## Records supplied

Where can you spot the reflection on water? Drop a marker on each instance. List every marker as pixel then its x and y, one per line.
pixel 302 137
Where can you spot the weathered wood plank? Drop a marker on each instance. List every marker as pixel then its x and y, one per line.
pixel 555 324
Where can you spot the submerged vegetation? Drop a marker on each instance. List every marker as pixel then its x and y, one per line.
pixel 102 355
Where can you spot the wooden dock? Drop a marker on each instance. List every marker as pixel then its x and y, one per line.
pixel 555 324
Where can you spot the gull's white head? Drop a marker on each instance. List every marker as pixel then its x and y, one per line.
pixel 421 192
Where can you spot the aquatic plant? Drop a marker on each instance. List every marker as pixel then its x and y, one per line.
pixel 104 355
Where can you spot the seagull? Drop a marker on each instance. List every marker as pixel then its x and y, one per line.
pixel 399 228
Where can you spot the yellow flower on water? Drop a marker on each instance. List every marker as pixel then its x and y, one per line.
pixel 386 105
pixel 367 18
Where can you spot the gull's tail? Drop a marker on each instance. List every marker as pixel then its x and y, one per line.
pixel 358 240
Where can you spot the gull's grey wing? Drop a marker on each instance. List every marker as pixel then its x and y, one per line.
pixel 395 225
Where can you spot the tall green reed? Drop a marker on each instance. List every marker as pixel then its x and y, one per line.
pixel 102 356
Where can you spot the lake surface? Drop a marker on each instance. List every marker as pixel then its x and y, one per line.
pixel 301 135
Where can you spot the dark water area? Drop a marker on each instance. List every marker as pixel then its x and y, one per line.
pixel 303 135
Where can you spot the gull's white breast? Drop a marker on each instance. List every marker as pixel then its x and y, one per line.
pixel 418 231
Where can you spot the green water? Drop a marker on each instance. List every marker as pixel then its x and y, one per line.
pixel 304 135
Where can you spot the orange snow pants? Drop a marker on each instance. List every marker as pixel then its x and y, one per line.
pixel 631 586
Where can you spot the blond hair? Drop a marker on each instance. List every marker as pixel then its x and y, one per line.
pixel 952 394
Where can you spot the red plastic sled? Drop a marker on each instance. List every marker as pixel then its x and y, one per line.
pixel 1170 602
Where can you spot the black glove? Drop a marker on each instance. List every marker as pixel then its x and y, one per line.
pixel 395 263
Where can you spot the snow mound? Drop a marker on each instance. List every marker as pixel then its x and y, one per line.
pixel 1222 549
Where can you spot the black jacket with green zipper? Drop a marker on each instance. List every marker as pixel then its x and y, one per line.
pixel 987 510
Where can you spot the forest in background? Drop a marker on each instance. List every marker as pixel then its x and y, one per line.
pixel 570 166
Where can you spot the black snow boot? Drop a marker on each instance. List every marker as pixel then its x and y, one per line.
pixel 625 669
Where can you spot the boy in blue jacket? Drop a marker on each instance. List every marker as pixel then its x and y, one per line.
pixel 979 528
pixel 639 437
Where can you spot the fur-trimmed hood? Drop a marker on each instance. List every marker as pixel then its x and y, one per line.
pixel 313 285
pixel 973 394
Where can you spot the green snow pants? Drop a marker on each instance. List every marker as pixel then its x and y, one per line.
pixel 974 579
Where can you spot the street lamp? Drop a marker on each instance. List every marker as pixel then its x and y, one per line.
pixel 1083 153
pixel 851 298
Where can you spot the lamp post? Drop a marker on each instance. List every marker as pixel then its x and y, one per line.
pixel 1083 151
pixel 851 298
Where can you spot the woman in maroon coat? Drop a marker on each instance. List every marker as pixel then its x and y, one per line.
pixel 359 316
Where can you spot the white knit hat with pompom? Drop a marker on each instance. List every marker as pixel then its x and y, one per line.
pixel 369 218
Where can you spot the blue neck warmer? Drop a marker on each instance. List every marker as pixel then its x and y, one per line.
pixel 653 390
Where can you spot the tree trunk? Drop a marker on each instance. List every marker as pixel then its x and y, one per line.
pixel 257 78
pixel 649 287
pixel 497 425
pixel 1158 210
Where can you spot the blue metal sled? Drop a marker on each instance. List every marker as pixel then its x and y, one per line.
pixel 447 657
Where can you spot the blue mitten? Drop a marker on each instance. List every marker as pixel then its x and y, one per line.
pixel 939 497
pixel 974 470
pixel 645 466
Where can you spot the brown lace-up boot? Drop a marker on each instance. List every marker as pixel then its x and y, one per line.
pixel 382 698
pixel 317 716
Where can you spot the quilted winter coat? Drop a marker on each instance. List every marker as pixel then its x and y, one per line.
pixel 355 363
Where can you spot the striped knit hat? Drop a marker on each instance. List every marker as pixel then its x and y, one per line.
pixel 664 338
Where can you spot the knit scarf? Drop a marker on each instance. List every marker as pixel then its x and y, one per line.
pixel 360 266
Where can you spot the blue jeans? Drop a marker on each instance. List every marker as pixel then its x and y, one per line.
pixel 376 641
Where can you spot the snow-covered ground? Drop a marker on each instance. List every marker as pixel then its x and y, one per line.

## Directions
Copy all of the material above line for line, changing nothing.

## Written response
Where can you spot the reflection on water? Drop a marker on each instance. List every marker as pixel then its x and y, one per line.
pixel 302 137
Where can you spot the weathered wood plank? Drop a marker on each instance. List every marker as pixel then its x and y, one per line.
pixel 555 324
Where can you spot the submerged vegetation? Drop a marker on each instance. List every marker as pixel then its x and y, one per line.
pixel 102 355
Where can you spot the wooden dock? Drop a marker on each instance. List every marker as pixel then its x and y, one per line.
pixel 555 324
Where can you spot the gull's white head? Drop a marker on each instance. List every marker as pixel then its x and y, one per line.
pixel 421 192
Where can you spot the aquatic plant? Drop a marker on each instance. List every marker as pixel then its x and y, one per line.
pixel 104 355
Where can you spot the seagull? Drop a marker on each instance. List every marker as pixel then its x and y, one per line.
pixel 399 228
Where can you spot the yellow flower on water? Drop a marker on each instance. List every marker as pixel then its x and y, one per line.
pixel 386 105
pixel 367 18
Where can you spot the gull's tail? Drop a marker on each instance. List every marker as pixel then its x and y, one per line.
pixel 358 240
Where can you spot the gull's grey wing? Drop a marker on each instance. List every marker as pixel then its x and y, one per line.
pixel 395 225
Where can you spot the tall green reed? Drop a marker on each instance. List every marker as pixel then its x and y, one per line.
pixel 102 356
Where can you spot the lake surface? Drop a marker on each instance. List every marker as pixel then its x and y, one per line.
pixel 301 135
Where can you spot the dark water area? Drop a marker on each instance. List every marker as pixel then its x and y, one per line.
pixel 303 135
Where can you spot the gull's white breast? Drop a marker on each instance. List every marker as pixel then its x and y, one per line.
pixel 418 231
Where can you spot the green water? Drop a marker on each instance. List every marker as pixel then its x and y, one per line.
pixel 304 135
Where can you spot the orange snow pants? Drop a marker on each instance. List every marker as pixel then its x and y, one per line.
pixel 631 586
Where can you spot the blond hair? Drop a marker on each instance. List every marker as pixel then its x and y, one per line.
pixel 952 394
Where can you spot the red plastic sled? Drop a marker on each instance. List every marker as pixel then its x and y, one per line.
pixel 1170 602
Where can you spot the black glove? Drop a marker on each instance. List every marker as pixel then its x and y, one per line.
pixel 395 263
Where can you spot the snow mound? Drop a marker on each instance. List every marker as pixel then its x and y, one per line.
pixel 1222 549
Where can you spot the black jacket with green zipper? Drop a marker on each instance. List every marker as pixel then its x and y, one per line.
pixel 987 510
Where can you spot the forest in background? Drop a marker on each instance. List every marker as pixel then its x and y, one per line.
pixel 570 166
Where can you spot the black snow boot? Drop a marker on each instance. List every marker as pixel then its x and y, one per line.
pixel 625 669
Where can you spot the boy in blue jacket? Drop a marker on each instance. List every marker as pixel then its x and y, one per line.
pixel 979 528
pixel 639 437
Where can you spot the fur-trimmed hood? Drop a marker on each instance. List every marker as pixel then its x and y, one per line.
pixel 313 285
pixel 973 394
Where can you spot the green snow pants? Drop a marker on each instance. List every marker as pixel then its x and y, one per line.
pixel 974 579
Where can you spot the street lamp? Drop a marker on each instance. List every marker as pixel then its x and y, one per line.
pixel 1083 153
pixel 851 298
Where can you spot the lamp post? Drop a marker on each instance. List every marker as pixel then its x and y, one per line.
pixel 1083 151
pixel 851 298
Where can you spot the woman in maroon coat? Drop a marker on each instance. List every marker as pixel then its x and y, one per line.
pixel 359 316
Where can you spot the white knit hat with pompom? Drop a marker on each instance. List every marker as pixel then its x and y, one per line.
pixel 369 218
Where can you spot the blue neck warmer? Drop a marker on each instance. List every marker as pixel then its x and y, one per line.
pixel 653 390
Where can you spot the tree trunk? Drop a marker on each instance. List every marker as pixel then its x and y, one per line.
pixel 257 78
pixel 649 287
pixel 497 425
pixel 1158 210
Where can you spot the blue metal sled? Drop a marker on each instance. List every marker as pixel then its x and y, one per line.
pixel 447 657
Where can you spot the blue mitten? Drop a marker on each instance. List every marker as pixel then its x and y, one per line.
pixel 939 497
pixel 974 470
pixel 645 466
Where can you spot the brown lace-up boot? Drop a marker on each instance. List every marker as pixel then its x and y, one per line.
pixel 382 698
pixel 317 716
Where can you spot the quilted winter coat? Drop a marker on each instance. List every marker as pixel then its x and y, one per line.
pixel 355 363
Where can you spot the striped knit hat? Drop a marker on each instance. List every marker as pixel then its x and y, one per line.
pixel 664 338
Where can you spot the knit scarf? Drop a marker on each instance. List every marker as pixel then its x and y, one per line.
pixel 360 266
Where can you spot the blue jeans? Drop a marker on each instance. List every marker as pixel then its x and y, one per line.
pixel 376 641
Where can you spot the snow-covered ground? Drop a marker on each instance. List every marker as pixel then its x and y, one per line.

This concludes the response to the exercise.